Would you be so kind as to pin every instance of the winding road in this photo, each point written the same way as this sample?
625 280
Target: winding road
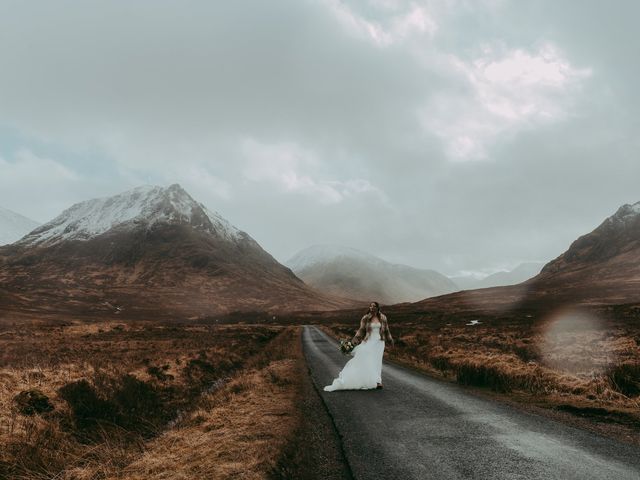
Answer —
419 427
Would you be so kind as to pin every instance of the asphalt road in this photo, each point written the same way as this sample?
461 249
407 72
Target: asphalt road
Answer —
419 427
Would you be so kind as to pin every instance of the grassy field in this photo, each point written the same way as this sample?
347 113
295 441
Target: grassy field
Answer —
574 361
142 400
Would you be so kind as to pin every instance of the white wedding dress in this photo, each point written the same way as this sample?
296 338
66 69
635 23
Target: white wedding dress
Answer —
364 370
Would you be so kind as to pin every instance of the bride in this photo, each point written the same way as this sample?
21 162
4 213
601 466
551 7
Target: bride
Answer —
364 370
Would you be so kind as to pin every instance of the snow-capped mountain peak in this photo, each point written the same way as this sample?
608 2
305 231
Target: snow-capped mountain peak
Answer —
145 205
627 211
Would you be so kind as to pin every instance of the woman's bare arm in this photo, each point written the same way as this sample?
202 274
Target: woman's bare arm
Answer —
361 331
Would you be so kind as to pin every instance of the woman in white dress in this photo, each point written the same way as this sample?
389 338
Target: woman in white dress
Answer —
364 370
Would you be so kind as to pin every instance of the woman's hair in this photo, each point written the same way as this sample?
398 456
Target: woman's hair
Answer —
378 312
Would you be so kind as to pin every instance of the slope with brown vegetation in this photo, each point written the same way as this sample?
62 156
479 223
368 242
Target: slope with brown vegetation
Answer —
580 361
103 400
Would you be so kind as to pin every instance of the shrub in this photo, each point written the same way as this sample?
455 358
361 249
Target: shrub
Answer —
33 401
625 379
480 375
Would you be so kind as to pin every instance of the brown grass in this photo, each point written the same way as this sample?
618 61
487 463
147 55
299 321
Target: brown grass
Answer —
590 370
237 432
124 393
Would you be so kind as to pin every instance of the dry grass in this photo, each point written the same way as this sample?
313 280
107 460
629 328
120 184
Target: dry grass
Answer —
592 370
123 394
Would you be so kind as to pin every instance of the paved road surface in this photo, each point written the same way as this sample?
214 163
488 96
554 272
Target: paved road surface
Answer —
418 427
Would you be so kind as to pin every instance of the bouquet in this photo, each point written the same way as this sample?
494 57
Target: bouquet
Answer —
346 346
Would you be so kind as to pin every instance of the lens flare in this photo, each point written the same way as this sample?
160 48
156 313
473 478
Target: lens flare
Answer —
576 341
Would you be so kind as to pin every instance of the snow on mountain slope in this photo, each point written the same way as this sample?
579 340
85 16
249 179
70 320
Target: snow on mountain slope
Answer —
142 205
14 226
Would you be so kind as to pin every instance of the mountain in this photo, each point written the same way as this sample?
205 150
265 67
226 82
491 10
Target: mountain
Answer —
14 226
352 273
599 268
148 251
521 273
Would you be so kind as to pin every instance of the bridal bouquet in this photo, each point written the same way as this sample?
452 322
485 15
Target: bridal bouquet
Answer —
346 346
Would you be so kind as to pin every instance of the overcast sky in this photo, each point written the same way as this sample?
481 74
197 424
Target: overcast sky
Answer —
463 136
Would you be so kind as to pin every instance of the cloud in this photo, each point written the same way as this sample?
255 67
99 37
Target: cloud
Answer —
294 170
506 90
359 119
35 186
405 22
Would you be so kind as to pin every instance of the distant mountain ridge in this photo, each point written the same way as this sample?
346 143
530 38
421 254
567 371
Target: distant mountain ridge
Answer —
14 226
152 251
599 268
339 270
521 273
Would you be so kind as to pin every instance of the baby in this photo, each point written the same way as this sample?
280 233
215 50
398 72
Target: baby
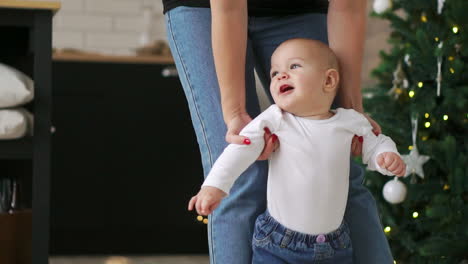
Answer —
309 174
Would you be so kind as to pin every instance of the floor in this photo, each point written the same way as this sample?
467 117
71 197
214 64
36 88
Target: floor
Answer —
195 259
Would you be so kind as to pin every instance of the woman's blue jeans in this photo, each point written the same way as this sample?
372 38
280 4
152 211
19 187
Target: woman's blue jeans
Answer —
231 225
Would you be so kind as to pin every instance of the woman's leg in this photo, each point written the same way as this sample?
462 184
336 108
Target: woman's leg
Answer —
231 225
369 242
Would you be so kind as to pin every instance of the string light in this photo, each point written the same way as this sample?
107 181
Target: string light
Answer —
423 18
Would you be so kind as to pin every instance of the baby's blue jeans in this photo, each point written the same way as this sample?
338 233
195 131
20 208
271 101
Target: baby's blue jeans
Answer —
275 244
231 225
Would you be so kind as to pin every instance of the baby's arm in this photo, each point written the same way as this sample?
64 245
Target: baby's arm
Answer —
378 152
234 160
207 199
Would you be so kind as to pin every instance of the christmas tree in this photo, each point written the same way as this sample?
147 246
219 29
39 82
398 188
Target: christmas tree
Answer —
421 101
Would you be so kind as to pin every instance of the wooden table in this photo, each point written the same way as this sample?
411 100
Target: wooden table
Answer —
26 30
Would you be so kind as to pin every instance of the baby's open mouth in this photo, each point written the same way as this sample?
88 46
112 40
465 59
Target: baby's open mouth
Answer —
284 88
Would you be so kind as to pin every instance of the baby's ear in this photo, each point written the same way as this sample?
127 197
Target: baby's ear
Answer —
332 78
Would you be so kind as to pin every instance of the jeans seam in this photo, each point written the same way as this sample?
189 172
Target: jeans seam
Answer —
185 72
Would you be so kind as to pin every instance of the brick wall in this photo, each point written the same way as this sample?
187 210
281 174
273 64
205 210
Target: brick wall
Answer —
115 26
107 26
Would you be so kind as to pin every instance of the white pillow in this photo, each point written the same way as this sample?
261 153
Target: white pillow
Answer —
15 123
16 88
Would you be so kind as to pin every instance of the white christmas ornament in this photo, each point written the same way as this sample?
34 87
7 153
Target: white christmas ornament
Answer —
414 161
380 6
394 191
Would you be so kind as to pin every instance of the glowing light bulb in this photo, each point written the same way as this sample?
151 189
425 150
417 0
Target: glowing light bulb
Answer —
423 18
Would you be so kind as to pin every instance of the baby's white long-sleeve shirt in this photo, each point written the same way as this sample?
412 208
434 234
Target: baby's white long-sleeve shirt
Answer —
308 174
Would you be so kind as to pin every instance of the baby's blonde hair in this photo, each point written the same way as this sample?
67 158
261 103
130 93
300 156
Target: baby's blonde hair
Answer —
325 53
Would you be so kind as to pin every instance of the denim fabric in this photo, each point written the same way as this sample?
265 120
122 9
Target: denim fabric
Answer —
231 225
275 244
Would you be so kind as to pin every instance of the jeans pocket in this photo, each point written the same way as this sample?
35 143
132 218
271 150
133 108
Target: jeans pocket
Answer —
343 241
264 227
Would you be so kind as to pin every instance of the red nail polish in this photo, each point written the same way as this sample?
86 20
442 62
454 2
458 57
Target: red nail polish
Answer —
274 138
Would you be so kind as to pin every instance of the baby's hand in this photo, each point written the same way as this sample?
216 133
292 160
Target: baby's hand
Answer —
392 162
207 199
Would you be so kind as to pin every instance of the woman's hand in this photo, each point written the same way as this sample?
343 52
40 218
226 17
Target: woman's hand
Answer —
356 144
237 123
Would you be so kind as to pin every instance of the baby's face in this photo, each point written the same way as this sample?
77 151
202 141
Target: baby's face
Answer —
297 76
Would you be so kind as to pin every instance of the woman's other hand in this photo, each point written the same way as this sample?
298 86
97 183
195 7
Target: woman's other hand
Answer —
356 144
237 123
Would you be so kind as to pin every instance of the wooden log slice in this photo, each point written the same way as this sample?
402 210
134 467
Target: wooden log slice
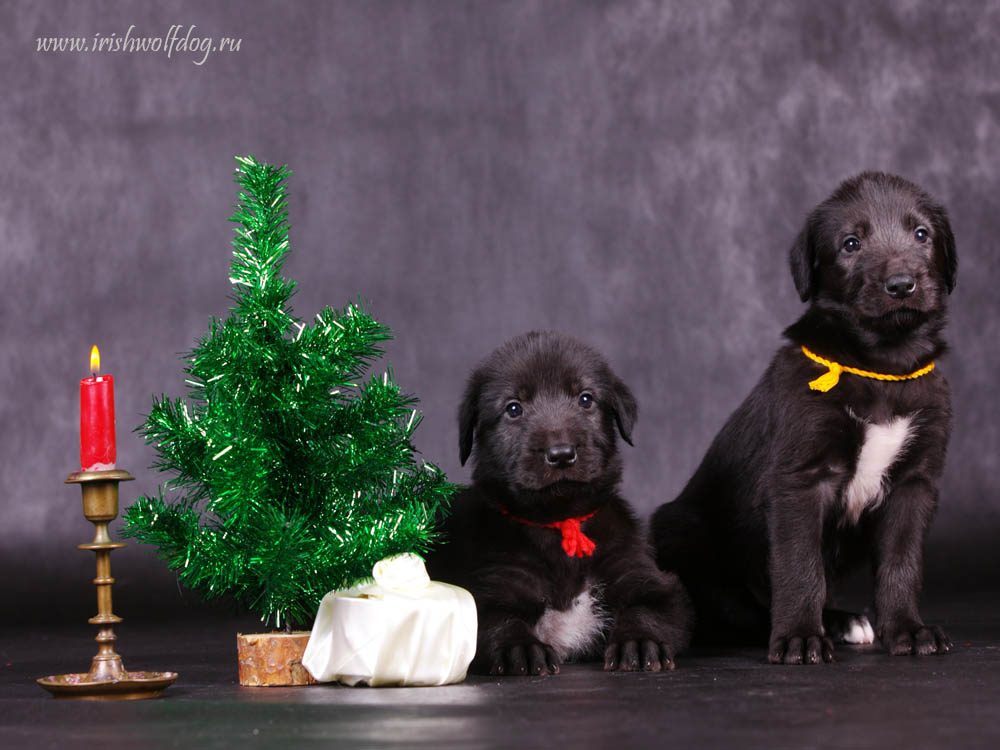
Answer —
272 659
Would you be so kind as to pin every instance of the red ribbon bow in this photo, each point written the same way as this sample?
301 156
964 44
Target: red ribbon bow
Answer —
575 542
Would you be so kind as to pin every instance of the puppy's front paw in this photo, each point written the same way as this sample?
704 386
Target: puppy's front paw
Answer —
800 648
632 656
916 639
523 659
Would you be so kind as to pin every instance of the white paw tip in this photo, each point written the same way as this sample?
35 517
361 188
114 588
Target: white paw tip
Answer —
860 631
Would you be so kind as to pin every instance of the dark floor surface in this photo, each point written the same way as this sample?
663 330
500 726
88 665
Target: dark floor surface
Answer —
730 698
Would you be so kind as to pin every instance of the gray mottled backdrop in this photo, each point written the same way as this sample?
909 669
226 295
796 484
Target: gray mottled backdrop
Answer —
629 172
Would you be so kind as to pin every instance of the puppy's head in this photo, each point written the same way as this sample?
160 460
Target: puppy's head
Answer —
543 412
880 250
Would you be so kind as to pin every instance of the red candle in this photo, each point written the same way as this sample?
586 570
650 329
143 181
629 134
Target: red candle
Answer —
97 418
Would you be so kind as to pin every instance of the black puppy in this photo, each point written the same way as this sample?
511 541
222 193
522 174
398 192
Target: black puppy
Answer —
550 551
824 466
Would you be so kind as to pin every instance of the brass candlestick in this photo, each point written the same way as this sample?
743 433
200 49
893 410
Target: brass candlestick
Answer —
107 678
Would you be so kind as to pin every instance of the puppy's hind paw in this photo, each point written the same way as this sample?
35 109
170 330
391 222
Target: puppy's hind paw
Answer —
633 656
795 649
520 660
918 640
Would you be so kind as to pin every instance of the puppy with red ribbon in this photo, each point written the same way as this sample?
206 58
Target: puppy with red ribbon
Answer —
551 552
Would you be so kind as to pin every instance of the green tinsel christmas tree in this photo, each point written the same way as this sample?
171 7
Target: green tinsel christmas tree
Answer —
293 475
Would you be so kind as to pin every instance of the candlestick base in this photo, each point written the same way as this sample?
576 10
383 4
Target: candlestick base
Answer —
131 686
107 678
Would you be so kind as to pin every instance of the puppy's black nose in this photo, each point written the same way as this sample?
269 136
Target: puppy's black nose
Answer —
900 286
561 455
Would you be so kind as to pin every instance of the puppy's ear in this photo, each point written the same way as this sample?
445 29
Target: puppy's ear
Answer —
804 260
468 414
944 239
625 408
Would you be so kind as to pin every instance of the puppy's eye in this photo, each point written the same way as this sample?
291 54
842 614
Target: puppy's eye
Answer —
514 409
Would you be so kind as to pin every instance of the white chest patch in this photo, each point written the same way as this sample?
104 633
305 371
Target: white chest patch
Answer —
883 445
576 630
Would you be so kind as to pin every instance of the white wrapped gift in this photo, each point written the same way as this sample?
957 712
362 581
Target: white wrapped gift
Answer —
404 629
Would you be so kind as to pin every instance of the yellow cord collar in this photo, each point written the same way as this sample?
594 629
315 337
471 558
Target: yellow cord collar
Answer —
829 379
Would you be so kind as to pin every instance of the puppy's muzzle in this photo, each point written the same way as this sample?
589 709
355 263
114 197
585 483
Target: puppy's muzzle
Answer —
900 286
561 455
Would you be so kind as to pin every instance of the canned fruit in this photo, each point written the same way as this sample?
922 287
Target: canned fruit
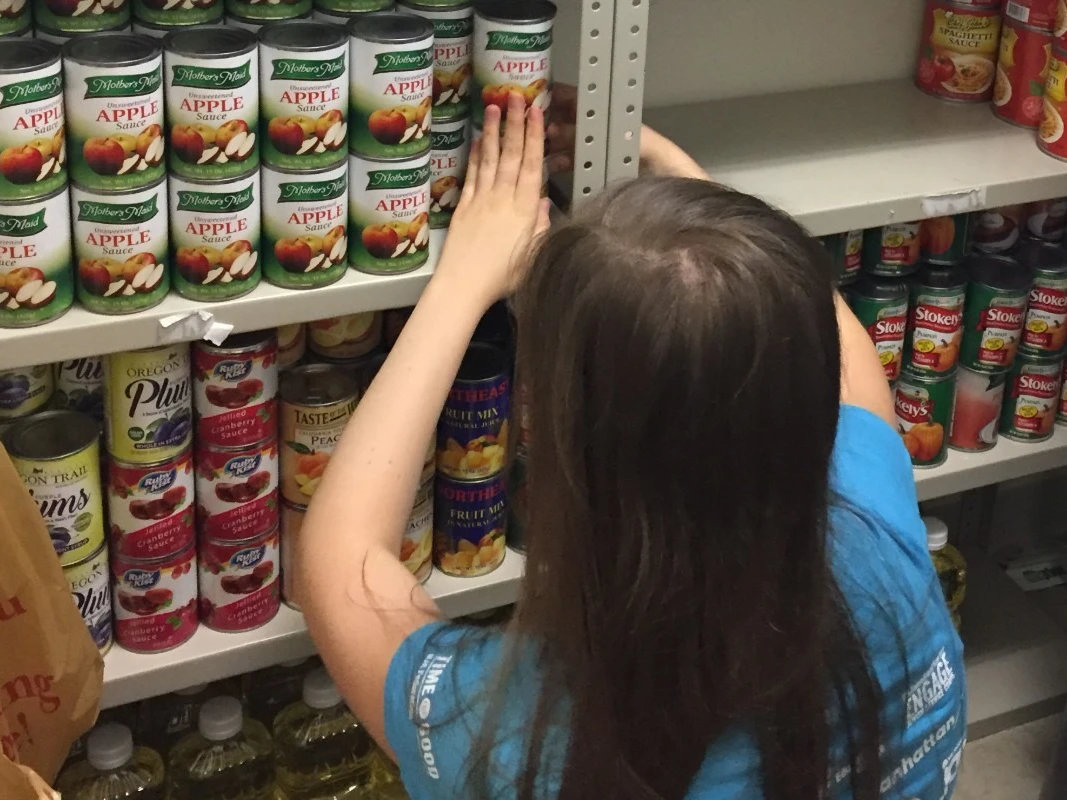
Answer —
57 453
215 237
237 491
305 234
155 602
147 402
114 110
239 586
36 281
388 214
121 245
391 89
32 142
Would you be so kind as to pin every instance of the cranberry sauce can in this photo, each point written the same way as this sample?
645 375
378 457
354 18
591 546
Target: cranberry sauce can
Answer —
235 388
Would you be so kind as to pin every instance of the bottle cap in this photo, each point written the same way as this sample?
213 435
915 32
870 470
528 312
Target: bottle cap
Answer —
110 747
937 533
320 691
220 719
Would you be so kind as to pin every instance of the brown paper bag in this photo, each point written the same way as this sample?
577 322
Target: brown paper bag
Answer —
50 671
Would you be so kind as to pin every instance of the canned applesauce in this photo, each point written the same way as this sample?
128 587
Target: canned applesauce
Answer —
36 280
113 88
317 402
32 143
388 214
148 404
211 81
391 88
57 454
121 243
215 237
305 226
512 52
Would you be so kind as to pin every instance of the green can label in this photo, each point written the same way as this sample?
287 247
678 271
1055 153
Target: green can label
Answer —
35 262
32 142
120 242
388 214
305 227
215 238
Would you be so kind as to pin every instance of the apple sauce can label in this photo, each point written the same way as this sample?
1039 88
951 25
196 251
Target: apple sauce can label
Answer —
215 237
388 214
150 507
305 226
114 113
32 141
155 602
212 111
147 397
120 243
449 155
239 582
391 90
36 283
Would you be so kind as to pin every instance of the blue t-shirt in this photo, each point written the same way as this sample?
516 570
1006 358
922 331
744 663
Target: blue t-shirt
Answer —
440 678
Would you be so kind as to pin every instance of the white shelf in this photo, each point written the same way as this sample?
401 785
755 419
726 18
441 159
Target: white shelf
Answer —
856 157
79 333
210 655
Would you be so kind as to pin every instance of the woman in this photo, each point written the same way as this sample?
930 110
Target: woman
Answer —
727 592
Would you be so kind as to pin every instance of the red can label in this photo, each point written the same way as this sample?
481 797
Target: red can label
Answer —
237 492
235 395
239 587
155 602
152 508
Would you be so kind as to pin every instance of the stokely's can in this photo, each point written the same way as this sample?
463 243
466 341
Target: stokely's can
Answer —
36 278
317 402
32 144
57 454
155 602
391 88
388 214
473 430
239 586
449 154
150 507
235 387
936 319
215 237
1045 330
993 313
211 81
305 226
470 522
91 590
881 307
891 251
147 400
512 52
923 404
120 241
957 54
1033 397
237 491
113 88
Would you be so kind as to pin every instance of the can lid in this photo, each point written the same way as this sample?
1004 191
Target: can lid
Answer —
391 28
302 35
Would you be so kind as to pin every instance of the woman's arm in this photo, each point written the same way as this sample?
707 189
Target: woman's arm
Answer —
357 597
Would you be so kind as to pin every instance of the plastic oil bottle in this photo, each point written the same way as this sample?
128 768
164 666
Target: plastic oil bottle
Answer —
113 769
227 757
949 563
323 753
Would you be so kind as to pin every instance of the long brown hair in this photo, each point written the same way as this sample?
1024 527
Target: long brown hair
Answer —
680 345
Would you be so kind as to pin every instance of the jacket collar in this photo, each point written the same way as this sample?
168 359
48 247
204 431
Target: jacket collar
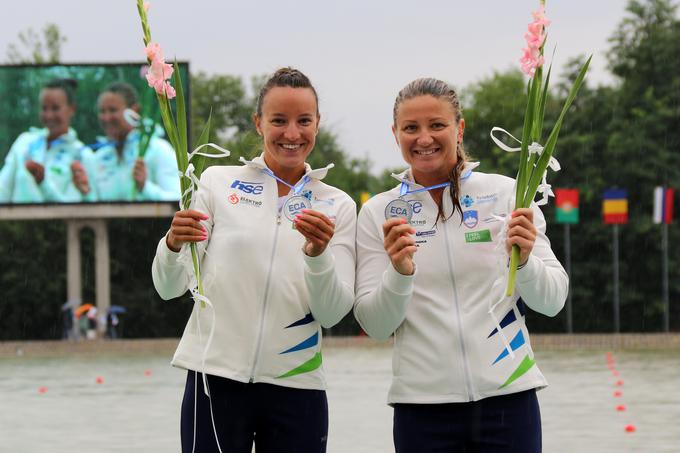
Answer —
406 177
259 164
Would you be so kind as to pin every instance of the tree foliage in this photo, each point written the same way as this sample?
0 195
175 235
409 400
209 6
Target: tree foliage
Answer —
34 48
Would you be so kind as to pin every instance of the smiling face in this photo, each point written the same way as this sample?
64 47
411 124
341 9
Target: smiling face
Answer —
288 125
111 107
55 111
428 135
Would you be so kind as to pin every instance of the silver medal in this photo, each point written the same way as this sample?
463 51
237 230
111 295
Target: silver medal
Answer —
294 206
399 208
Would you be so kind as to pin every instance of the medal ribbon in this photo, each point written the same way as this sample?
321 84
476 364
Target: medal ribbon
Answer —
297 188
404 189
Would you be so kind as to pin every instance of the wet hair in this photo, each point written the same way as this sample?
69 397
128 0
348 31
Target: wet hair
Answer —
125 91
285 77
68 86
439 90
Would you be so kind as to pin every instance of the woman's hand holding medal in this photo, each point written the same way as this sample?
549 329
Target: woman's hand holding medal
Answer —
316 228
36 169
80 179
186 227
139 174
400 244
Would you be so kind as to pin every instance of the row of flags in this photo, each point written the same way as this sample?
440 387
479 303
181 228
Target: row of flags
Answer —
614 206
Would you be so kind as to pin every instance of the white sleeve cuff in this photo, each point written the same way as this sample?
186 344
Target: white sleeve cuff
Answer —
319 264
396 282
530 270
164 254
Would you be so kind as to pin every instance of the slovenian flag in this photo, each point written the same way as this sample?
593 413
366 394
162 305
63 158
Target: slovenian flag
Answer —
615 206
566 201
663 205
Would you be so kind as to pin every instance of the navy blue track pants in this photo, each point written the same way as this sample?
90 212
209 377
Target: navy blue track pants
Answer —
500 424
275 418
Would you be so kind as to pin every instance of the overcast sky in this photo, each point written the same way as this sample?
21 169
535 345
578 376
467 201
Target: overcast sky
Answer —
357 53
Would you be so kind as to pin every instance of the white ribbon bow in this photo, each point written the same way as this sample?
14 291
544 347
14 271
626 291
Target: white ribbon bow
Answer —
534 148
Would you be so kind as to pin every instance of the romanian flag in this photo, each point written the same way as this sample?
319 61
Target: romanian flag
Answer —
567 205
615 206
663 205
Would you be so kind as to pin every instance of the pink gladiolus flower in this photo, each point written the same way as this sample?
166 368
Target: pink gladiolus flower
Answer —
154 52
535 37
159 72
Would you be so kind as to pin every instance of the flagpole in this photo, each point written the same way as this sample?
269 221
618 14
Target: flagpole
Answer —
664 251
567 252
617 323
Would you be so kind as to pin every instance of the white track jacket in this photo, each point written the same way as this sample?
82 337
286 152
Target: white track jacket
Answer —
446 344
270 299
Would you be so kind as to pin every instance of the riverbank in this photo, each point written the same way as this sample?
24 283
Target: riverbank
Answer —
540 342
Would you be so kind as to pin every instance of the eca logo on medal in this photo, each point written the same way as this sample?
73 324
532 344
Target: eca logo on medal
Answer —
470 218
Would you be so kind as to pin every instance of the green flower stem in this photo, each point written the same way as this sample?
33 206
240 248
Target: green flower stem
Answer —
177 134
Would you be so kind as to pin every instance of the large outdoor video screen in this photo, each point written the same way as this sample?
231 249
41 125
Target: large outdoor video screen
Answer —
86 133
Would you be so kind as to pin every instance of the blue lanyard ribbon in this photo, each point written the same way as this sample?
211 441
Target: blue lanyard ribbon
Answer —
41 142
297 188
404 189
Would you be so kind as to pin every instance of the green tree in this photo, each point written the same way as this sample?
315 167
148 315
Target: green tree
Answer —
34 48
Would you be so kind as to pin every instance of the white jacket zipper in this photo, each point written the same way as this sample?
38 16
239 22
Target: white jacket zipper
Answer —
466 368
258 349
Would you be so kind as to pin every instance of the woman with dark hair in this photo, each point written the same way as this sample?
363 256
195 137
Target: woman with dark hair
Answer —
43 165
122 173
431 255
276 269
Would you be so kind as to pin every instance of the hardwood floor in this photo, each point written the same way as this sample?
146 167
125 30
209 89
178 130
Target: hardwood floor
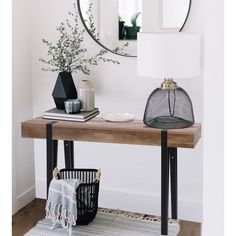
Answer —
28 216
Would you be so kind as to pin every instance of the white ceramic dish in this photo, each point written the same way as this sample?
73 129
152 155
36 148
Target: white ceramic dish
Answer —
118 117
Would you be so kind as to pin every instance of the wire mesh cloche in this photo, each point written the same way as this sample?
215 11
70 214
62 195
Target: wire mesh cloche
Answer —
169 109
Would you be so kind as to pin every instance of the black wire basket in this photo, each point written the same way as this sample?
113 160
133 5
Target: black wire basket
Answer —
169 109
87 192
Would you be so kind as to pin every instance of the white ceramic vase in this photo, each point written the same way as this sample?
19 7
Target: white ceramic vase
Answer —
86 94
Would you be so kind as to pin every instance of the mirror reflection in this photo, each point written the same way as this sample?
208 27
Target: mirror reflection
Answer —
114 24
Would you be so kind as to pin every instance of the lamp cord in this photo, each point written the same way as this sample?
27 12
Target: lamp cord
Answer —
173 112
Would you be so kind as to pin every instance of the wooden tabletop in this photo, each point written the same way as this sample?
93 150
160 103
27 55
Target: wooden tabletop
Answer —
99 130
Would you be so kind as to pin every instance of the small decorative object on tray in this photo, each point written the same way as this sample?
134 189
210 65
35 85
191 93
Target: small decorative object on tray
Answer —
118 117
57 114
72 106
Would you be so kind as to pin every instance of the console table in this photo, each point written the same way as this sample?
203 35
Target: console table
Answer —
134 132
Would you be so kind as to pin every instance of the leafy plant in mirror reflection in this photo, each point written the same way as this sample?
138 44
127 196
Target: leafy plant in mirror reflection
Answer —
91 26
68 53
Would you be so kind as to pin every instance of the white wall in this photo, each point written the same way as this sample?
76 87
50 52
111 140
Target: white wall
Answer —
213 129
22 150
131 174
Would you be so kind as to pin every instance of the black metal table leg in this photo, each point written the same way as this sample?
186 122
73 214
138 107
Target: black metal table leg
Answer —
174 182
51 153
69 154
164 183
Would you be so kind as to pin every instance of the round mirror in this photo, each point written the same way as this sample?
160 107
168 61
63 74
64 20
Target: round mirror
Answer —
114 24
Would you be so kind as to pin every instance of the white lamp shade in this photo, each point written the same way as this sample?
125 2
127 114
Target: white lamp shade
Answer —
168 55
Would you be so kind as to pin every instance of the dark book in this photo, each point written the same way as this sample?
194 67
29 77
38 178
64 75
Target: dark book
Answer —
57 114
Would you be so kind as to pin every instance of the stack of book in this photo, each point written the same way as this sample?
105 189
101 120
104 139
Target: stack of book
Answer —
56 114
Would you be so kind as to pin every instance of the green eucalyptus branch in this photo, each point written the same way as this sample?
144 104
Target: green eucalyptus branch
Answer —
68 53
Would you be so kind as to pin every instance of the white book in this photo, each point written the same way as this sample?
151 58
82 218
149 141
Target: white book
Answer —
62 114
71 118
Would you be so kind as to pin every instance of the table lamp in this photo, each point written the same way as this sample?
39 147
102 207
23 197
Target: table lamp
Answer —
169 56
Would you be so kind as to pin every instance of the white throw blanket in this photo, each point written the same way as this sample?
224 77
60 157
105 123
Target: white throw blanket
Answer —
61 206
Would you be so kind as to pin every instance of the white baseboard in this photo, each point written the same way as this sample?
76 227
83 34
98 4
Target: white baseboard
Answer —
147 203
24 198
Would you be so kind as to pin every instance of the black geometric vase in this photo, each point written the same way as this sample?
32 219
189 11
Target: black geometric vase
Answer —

## TASK OBJECTIVE
Only the lines from the one holding "of the table" through the end of the listing should be given again, exactly and with both ends included.

## SOLUTION FOR THIS EXERCISE
Would you be so kind as to pin every instance of the table lamp in this photo, each point written the same way as this sample?
39 147
102 207
23 197
Target: table lamp
Answer —
169 56
Would you be so kind as to pin every instance of the white throw blanket in this photo, each point written the same way as this sample?
224 77
60 157
105 123
Target: white throw blanket
Answer —
61 206
Would you be so kind as to pin every instance of the white baseboard in this photo, each point written the same way as this sample?
76 227
83 34
98 4
Target: white baseboard
Answer —
147 203
24 198
Would you be so kind as to pin every instance of the black geometric vase in this photo, each point written the same way as this sample?
32 219
189 11
Target: black geometric vase
Answer —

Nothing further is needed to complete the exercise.